• WHAT THE TASK ASKS
Count the lines of the listing below that contain the string "square", treating uppercase and lowercase as different. Reply with the number alone.

• TASK INPUTS
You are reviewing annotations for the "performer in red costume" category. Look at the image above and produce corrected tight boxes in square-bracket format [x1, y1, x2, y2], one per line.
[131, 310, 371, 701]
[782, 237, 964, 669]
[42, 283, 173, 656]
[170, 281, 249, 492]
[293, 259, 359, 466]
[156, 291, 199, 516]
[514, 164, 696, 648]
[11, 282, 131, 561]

• EXERCISE RESULT
1